::: Excerpted data :::
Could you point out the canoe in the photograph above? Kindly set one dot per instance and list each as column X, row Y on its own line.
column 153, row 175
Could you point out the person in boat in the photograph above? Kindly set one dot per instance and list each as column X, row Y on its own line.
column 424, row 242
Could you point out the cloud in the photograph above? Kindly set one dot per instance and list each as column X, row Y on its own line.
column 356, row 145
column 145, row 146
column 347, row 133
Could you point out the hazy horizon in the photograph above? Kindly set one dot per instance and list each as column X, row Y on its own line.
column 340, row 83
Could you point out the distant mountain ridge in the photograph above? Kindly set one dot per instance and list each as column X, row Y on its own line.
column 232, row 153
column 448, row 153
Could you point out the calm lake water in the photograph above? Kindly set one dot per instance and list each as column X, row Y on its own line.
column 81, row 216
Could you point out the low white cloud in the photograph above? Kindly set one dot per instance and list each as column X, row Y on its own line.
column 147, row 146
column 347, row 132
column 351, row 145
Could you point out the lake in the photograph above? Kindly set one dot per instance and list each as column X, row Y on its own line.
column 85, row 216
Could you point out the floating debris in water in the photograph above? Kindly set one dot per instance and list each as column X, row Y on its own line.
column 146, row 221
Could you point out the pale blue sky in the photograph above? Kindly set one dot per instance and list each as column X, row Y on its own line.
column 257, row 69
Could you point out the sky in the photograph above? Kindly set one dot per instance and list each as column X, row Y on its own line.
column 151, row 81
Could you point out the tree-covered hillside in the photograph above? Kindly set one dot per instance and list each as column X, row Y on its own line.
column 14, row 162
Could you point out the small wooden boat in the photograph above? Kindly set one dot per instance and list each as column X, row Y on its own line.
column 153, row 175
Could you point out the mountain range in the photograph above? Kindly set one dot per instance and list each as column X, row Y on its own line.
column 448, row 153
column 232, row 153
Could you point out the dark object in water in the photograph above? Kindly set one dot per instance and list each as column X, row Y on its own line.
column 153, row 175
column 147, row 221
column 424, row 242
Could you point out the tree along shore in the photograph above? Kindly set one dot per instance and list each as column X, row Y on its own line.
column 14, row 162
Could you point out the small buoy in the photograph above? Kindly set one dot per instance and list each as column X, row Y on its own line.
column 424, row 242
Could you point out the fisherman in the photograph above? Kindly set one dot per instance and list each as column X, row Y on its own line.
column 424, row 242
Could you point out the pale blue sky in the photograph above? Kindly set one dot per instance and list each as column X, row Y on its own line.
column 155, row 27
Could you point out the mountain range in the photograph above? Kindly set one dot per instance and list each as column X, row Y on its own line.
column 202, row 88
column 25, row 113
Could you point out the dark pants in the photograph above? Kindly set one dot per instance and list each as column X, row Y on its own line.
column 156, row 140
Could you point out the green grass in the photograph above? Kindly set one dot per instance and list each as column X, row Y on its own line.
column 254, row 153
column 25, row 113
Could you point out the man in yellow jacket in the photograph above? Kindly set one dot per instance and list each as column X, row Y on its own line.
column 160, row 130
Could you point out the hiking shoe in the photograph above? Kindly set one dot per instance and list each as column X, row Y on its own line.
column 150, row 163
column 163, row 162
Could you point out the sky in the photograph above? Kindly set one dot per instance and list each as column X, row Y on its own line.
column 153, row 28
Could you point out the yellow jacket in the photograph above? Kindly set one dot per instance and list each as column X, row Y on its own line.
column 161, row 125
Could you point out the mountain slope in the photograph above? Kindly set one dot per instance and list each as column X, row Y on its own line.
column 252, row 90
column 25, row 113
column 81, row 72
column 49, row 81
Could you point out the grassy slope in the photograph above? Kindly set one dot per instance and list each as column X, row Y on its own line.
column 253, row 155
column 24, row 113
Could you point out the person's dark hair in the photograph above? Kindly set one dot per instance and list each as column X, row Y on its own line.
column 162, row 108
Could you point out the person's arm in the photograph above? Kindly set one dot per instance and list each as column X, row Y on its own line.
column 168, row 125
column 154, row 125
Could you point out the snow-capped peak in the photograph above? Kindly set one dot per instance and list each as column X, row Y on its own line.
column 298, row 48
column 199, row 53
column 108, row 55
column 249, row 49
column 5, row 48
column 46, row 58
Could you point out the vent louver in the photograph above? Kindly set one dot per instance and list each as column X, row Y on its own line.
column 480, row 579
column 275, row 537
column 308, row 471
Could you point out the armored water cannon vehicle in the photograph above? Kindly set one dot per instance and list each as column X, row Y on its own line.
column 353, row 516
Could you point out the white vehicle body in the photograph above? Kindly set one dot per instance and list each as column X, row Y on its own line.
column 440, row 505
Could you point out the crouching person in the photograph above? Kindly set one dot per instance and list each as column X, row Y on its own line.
:::
The request:
Reproduce every entry above word for word, keeping each line as it is.

Task output:
Could you point out the canoe in the photograph above? Kindly set one dot per instance and list each as column X, row Y on its own line.
column 153, row 175
Could you point out the person in boat in the photograph above? Kindly set one dot per instance and list each as column X, row Y on its own line.
column 424, row 242
Could you point out the cloud in the photograph above? Kindly set one dot per instance and list each as column X, row Y on its own line.
column 356, row 145
column 145, row 146
column 347, row 133
Could you point out the hazy horizon in the photograph above? Kindly set one dot per instance and list each as column X, row Y on its own line.
column 340, row 83
Could you point out the distant mountain ridge in the photograph above? Kindly set one dot per instance and list each as column X, row Y on its own line.
column 232, row 153
column 448, row 153
Could you point out the calm lake water in the photograph above? Kindly set one dot per instance and list each as column X, row Y on its own line.
column 81, row 216
Could you point out the low white cloud in the photograph above? Kindly set one dot per instance and list each as column X, row Y on its own line.
column 147, row 146
column 347, row 132
column 351, row 145
Could you point out the lake in the photograph above? Kindly set one dot per instance and list each as column X, row Y on its own line.
column 85, row 216
Could you point out the floating debris in water in the photograph above? Kindly set one dot per instance and list each as column X, row Y on its own line.
column 146, row 221
Could you point out the pale blue sky in the photograph above? Kindly set one dot per instance and list each as column X, row Y on its own line.
column 257, row 69
Could you point out the sky in the photograph above? Kindly set one dot per instance and list each as column X, row Y on its own line.
column 151, row 81
Could you point out the tree-covered hillside in the photograph above? Kindly set one dot per instance and list each as column X, row Y on its own line.
column 14, row 162
Could you point out the small wooden boat in the photograph above? Kindly set one dot per instance and list each as column X, row Y on its own line.
column 153, row 175
Could you point out the mountain range in the photograph above? Kindly set one dot per instance and list each as column X, row Y on its own line.
column 448, row 153
column 232, row 153
Could you point out the dark object in water in the photograph above? Kindly set one dot per instance and list each as column X, row Y on its own line.
column 153, row 175
column 147, row 221
column 424, row 242
Could you point out the tree along shore in the photograph above? Kindly set one dot per instance and list each as column X, row Y on its own line.
column 14, row 162
Could you point out the small buoy in the photograph above? Kindly set one dot per instance and list each as column X, row Y on its own line.
column 424, row 242
Could you point out the fisherman in the photograph above? Kindly set one dot per instance and list each as column X, row Y on its own line.
column 424, row 242
Could you point out the pale blue sky in the photograph above? Kindly set one dot per instance and list each as column X, row Y on its own line.
column 155, row 27
Could you point out the mountain range in the photograph above? Kindly set one dot per instance and list each as column X, row Y on its own line.
column 202, row 88
column 25, row 113
Could you point out the dark pants in the photograph above? Kindly set one dot per instance and list each as column X, row Y on its own line.
column 156, row 140
Could you point out the green grass in the photograph above? Kindly set one dot per instance and list each as column X, row Y on its own line.
column 254, row 153
column 25, row 113
Could you point out the man in yellow jacket in the photograph above? Kindly set one dot per instance and list each as column X, row Y on its own line.
column 160, row 130
Could you point out the hiking shoe in the photograph above? Kindly set one dot per instance and list each as column X, row Y on its own line.
column 150, row 163
column 163, row 162
Could you point out the sky in the photograph above? Kindly set one dot per instance and list each as column X, row Y on its own line.
column 153, row 28
Could you point out the yellow jacket in the photograph above? Kindly set one dot per instance and list each as column X, row Y on its own line.
column 161, row 125
Could you point out the mountain slope in the photograph above? Kindly set one dot per instance and list each as column X, row Y on its own line.
column 252, row 90
column 25, row 113
column 81, row 72
column 49, row 81
Could you point out the grassy slope in the photograph above? Kindly set one dot per instance and list each as column X, row Y on its own line.
column 253, row 155
column 24, row 113
Could you point out the person's dark hair in the photograph above? Kindly set one dot per instance and list each as column X, row Y on its own line.
column 162, row 108
Could you point out the person's arm in the photograph above? Kindly set one dot per instance and list each as column X, row Y on its own line.
column 168, row 125
column 154, row 125
Could you point out the snow-capped peak in the photograph above? Kindly set one dot per instance and list each as column X, row Y on its own line.
column 298, row 48
column 199, row 53
column 108, row 55
column 249, row 49
column 5, row 48
column 46, row 58
Could you point out the vent louver in the photograph above? Kindly set one dot per instance and list each as column X, row Y on its own line.
column 480, row 579
column 275, row 537
column 308, row 471
Could you point out the armored water cannon vehicle in the photograph above? Kindly set one dot per instance and list each as column X, row Y on its own line.
column 353, row 516
Could you point out the white vehicle body in the photograph above? Kindly set one dot per instance and list each as column X, row Y on its own line.
column 440, row 505
Could you point out the crouching person in the photograph above? Kindly set one dot per instance and list each as column X, row Y on its own line.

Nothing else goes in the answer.